Tareas a realizar
A. Devuelve cada línea de los registros que contenga la palabra "every", teniendo en cuenta mayúsculas y minúsculas.
B. Por favor, completa la siguiente parte del texto sobre los territorios imaginarios de la literatura, empezando después de su última oración.

De la misma estirpe fundacional, de ese Locus Amoenus que se mira en el espejo del Locus Terríbilis, estaría Comala, en Pedro Páramo, Santa María en la saga citadina de Onetti, Santa Lucía, esa pequeñísima isla antillana en El reino del Caimito, de Derek Walcott; la Buenos Aires de principios de siglo en los cuentos de compadritos y puñales de Borges, y ante todo, en su primigenio Fervor de Buenos Aires.
Y así, Yoknapatawpha Country en William Faulkner, Spoon River, de Edgar Lee Masters, donde la muerte es apenas un subterfugio para contar y cantar las andanzas humanas por esos vericuetos de la existencia.

Datos de entrada
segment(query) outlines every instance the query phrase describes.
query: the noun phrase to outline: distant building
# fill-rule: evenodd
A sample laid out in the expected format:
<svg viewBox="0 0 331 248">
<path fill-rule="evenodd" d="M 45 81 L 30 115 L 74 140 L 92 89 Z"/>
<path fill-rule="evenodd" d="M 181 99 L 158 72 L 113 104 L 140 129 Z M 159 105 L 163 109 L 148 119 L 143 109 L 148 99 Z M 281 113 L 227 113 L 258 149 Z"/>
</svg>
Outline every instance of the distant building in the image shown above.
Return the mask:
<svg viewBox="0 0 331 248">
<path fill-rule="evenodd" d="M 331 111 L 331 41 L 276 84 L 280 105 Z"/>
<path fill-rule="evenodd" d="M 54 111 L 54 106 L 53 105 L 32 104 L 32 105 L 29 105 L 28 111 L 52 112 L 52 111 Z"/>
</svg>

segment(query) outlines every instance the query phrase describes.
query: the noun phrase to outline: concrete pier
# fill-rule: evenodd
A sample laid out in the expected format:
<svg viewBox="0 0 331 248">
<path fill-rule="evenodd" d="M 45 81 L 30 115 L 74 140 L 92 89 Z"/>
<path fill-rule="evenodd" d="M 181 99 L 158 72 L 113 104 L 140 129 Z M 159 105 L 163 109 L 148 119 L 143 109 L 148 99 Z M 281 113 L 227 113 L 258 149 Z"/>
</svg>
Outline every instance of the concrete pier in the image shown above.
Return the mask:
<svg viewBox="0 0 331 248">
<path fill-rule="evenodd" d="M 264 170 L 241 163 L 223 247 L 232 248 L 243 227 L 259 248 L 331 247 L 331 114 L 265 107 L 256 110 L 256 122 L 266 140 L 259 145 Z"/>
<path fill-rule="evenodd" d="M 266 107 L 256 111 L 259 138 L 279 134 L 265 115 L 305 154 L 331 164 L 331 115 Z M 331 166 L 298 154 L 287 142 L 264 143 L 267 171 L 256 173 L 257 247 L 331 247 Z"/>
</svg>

Respuestas del ejercicio
A.
segment(query) outlines every instance the query phrase describes.
Outline every instance of the distant building in the image shown above.
segment(query) outlines every instance the query phrase describes.
Outline every instance of the concrete pier in the image shown above.

B.
La Gran Casa de la ciudad, la ciudadela, la aldea, la isla o la provincia. Casa Grande e Senzala y de allí a la Casa Grande en Cepeda Samudio, o La Casa de las dos palmas en Mejía Vallejo, o La Mansión de Araucaima en Mutis, hasta fluir por la misma corriente vital de la Poesía a la casa proverbial de Aurelio Arturo en su Morada al Sur, tan limítrofe con el patio de la poesía inaugural de Héctor Rojas Herazo, la misma donde algunos vivos y varios muertos deambulan a pie o en mula por La Aldea Desvelada de Horacio Benavides, o por los zaguanes habaneros de Eliseo Diego en su Calzada de Jesús del Monte:
Las casas encendidas reinventan la infancia (Ínsula, p. 60)
Vuelvo a esa casa con mis ruinas
no hay nada allí para alabarme
solo voces sumergidas en el tiempo (Ínsula, p. 46)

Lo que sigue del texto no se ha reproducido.